• [Do this]:
Repeat verbatim the lines of the data below, beginning with the line containing "Phrase: white-haired man" and continuing to the end.

• [Location annotation dataset excerpts]:
=======

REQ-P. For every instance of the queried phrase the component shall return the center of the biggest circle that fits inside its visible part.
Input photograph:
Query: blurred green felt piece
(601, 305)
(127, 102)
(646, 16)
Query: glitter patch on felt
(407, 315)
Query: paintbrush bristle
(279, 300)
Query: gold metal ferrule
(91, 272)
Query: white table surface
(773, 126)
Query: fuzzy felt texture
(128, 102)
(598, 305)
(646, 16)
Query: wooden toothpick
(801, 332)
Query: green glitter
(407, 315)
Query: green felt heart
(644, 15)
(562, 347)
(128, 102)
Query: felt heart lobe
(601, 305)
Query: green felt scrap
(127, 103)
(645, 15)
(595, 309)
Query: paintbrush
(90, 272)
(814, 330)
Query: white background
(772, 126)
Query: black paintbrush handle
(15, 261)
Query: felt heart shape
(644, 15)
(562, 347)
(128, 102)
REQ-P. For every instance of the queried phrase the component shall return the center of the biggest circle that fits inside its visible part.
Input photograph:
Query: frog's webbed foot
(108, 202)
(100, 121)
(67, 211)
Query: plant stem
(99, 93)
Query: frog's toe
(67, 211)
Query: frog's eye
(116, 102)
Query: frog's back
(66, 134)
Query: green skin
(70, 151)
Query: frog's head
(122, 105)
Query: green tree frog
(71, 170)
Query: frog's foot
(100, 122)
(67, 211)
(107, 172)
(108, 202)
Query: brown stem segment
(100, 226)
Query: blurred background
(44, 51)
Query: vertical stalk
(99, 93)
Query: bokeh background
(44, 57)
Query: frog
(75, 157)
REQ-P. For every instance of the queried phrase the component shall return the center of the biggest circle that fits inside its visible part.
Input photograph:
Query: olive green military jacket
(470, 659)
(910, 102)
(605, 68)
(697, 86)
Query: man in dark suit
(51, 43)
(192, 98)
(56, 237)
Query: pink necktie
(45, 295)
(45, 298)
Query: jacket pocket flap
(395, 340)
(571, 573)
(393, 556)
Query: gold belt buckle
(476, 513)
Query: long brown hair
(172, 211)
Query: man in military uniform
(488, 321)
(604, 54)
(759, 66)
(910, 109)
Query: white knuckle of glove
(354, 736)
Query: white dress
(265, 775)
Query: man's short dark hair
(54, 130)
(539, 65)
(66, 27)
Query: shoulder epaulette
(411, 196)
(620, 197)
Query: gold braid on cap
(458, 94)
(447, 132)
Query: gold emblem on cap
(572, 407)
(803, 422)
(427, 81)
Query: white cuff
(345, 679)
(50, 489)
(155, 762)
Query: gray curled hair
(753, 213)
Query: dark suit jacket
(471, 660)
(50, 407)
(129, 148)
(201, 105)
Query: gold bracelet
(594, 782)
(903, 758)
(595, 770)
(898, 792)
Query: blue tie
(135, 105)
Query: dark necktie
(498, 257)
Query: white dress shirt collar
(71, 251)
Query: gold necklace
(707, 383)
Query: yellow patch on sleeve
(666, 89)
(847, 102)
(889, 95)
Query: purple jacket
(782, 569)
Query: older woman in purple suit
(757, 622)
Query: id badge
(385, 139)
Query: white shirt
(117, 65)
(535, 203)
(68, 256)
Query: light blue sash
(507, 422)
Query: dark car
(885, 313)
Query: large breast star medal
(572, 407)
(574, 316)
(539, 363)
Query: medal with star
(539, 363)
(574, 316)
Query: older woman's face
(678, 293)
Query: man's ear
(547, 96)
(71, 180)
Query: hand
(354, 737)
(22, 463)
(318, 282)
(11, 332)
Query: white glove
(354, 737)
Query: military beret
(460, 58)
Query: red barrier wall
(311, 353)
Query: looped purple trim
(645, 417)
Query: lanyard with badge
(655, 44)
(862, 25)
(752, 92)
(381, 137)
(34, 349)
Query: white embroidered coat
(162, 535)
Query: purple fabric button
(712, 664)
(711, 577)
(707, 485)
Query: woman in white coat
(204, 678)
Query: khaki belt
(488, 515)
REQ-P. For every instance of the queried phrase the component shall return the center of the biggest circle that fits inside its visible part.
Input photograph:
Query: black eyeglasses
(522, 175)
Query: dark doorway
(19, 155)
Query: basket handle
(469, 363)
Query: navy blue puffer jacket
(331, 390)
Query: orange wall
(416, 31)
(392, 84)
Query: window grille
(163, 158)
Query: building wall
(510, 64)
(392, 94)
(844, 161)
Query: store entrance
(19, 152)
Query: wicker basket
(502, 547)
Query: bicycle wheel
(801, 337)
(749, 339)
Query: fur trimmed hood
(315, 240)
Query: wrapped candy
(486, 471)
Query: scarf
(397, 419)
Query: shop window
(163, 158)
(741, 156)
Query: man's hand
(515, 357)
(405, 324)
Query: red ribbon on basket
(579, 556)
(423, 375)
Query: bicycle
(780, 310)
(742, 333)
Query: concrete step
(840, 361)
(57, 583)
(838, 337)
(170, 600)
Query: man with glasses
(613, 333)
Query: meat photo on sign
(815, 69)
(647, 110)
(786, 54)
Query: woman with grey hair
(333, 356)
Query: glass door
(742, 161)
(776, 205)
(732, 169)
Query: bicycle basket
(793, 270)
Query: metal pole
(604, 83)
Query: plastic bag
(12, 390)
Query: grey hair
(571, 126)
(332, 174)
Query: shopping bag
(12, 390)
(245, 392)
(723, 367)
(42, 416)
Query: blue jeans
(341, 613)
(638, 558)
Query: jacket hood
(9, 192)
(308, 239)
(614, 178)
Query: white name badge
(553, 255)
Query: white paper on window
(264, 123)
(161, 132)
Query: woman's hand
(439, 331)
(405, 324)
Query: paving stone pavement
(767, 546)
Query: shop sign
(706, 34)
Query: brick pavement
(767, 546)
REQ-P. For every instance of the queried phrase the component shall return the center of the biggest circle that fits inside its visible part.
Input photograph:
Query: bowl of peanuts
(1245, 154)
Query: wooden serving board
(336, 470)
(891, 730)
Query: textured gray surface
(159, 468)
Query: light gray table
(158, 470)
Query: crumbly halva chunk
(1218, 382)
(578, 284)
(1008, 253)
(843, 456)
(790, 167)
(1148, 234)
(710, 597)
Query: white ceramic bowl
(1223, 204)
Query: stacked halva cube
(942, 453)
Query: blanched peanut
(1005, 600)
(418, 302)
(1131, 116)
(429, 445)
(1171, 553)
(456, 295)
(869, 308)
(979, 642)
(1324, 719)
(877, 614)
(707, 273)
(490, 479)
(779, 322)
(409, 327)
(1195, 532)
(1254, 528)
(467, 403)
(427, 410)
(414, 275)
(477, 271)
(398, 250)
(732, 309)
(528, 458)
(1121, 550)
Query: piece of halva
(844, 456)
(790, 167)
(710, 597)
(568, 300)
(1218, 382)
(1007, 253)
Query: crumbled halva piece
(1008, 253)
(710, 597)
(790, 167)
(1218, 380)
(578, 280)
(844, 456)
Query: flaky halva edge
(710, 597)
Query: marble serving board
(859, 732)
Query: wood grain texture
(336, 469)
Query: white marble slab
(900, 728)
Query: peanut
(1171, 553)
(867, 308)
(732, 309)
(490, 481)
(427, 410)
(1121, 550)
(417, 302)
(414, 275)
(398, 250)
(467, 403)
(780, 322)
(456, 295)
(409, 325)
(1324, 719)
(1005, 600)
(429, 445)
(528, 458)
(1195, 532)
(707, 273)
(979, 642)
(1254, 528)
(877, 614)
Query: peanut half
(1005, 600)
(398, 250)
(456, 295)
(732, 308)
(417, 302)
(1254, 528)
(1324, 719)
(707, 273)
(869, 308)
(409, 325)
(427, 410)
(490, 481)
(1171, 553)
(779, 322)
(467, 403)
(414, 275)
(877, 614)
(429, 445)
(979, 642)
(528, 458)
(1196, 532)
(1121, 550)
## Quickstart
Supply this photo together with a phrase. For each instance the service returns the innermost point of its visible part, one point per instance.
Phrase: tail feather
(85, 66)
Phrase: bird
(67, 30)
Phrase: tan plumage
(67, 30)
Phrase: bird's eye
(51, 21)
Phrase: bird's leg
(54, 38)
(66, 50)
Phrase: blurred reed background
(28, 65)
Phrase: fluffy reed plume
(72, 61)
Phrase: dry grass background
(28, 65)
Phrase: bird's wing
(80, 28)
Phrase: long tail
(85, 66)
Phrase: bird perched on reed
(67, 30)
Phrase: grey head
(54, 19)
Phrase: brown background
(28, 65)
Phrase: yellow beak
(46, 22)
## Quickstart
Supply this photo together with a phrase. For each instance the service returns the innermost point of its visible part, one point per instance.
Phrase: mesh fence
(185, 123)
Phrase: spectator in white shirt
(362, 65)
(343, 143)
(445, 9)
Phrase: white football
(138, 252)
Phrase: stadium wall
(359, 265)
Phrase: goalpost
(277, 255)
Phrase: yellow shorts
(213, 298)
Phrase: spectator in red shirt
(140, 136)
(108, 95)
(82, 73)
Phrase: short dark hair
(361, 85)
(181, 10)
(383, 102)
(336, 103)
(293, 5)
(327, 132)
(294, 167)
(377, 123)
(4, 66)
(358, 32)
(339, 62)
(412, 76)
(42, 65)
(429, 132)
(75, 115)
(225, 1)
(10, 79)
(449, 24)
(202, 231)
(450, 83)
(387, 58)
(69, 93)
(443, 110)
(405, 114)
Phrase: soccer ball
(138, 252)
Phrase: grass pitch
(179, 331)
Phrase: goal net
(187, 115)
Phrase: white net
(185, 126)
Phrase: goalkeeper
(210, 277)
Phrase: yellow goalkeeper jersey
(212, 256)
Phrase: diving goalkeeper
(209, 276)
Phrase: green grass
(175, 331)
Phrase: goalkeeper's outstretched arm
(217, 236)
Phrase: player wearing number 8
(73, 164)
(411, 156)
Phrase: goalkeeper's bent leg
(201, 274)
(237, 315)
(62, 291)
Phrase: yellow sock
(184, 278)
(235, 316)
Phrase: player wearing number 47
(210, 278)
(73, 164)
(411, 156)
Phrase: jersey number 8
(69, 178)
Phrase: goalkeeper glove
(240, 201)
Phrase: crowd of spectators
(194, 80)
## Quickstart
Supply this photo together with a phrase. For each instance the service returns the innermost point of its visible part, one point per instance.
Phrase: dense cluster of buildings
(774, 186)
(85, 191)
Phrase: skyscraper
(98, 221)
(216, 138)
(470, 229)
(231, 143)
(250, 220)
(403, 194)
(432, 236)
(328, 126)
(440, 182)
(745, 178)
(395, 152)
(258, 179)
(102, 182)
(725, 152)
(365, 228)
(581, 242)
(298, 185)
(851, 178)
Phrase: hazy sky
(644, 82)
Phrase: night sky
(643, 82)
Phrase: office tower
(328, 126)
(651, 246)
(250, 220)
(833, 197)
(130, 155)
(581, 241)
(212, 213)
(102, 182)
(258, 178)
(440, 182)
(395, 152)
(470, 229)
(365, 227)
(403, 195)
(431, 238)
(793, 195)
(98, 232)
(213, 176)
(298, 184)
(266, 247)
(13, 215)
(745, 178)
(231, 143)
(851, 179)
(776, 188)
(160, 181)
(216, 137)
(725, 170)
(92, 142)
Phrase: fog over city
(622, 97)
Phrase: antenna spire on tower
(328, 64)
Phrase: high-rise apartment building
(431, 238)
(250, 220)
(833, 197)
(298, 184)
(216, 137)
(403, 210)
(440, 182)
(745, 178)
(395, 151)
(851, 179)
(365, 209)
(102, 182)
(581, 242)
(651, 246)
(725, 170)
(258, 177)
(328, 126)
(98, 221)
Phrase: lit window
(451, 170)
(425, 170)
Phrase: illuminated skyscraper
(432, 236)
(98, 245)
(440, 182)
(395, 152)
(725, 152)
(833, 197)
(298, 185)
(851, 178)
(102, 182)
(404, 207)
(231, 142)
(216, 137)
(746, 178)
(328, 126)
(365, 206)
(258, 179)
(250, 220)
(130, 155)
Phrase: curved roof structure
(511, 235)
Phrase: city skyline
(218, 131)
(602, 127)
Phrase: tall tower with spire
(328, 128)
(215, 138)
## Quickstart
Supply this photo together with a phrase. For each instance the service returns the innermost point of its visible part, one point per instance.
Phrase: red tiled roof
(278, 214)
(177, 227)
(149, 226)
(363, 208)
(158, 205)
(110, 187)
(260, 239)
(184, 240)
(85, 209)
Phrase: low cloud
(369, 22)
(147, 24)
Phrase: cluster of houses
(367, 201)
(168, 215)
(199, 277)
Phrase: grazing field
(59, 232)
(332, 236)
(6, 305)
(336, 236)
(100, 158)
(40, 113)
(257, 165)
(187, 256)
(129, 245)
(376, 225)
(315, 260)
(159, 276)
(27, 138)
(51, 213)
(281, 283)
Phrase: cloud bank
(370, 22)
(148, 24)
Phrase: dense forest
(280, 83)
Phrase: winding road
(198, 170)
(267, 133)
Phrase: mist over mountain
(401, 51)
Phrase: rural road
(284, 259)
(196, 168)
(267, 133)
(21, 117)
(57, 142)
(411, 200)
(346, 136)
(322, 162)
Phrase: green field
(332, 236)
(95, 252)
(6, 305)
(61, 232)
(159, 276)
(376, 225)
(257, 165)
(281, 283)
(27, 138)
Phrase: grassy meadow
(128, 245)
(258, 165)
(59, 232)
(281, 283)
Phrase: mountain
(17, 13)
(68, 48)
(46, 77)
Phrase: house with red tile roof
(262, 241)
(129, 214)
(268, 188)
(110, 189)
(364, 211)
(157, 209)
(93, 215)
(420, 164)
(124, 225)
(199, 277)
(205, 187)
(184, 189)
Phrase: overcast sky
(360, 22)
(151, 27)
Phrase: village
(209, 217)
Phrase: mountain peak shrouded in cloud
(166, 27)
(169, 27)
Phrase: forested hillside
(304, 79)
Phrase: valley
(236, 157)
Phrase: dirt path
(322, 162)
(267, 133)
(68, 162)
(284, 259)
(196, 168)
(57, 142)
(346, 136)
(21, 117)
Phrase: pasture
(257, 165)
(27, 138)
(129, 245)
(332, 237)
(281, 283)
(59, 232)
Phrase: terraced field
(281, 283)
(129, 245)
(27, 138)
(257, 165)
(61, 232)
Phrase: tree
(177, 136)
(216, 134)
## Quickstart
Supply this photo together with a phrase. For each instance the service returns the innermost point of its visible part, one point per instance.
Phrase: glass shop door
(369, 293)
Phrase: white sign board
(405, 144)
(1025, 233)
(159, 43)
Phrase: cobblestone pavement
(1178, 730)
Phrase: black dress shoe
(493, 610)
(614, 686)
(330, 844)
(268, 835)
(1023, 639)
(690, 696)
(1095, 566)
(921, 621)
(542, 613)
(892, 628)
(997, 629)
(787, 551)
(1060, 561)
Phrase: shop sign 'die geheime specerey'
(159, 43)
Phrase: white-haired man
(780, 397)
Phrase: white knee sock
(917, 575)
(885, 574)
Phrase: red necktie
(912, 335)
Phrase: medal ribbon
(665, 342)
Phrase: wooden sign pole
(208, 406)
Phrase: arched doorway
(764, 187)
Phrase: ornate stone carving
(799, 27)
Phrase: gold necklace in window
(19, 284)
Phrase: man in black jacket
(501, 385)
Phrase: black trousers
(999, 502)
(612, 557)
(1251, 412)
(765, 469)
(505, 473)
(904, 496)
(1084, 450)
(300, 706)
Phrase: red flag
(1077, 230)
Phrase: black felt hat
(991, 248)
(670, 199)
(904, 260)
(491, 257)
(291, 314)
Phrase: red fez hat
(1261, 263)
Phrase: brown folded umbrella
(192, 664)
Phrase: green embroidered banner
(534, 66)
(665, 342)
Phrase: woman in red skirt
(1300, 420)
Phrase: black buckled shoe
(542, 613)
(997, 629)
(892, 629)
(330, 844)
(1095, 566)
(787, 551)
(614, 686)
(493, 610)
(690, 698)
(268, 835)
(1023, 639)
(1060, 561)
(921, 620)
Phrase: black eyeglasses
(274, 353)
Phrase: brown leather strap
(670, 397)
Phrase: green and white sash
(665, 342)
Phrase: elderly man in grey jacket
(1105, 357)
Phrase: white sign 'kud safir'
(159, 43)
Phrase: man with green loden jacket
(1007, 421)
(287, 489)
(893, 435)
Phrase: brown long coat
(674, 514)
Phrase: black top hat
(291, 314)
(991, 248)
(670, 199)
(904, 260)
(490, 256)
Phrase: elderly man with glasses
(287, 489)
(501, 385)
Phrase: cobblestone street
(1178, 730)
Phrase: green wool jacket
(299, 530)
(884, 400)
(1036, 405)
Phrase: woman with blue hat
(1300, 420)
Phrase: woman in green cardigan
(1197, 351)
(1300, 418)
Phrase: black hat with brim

=======

• [The output]:
Phrase: white-haired man
(780, 397)
Phrase: white knee sock
(917, 575)
(885, 574)
Phrase: red necktie
(912, 335)
Phrase: medal ribbon
(665, 342)
Phrase: wooden sign pole
(208, 406)
Phrase: arched doorway
(764, 187)
Phrase: ornate stone carving
(799, 27)
Phrase: gold necklace in window
(19, 284)
Phrase: man in black jacket
(501, 385)
Phrase: black trousers
(999, 502)
(612, 557)
(1251, 412)
(765, 469)
(505, 473)
(904, 496)
(1084, 450)
(300, 706)
Phrase: red flag
(1077, 230)
Phrase: black felt hat
(991, 248)
(670, 199)
(904, 260)
(491, 257)
(291, 314)
Phrase: red fez hat
(1261, 263)
Phrase: brown folded umbrella
(192, 664)
Phrase: green embroidered banner
(534, 66)
(665, 342)
Phrase: woman in red skirt
(1300, 420)
Phrase: black buckled shoe
(542, 613)
(997, 629)
(892, 629)
(330, 844)
(1095, 566)
(787, 551)
(614, 686)
(493, 610)
(690, 698)
(268, 835)
(1023, 639)
(1060, 561)
(921, 620)
Phrase: black eyeglasses
(274, 353)
Phrase: brown leather strap
(670, 397)
Phrase: green and white sash
(665, 342)
Phrase: elderly man in grey jacket
(1105, 357)
Phrase: white sign 'kud safir'
(159, 43)
Phrase: man with green loden jacket
(1007, 421)
(287, 489)
(893, 435)
Phrase: brown long coat
(674, 514)
Phrase: black top hat
(291, 314)
(991, 248)
(670, 199)
(904, 260)
(490, 256)
Phrase: elderly man with glasses
(287, 489)
(501, 385)
Phrase: cobblestone street
(1178, 730)
Phrase: green wool jacket
(299, 530)
(884, 400)
(1036, 405)
Phrase: woman with blue hat
(1300, 420)
Phrase: woman in green cardigan
(1197, 351)
(1300, 418)
Phrase: black hat with brim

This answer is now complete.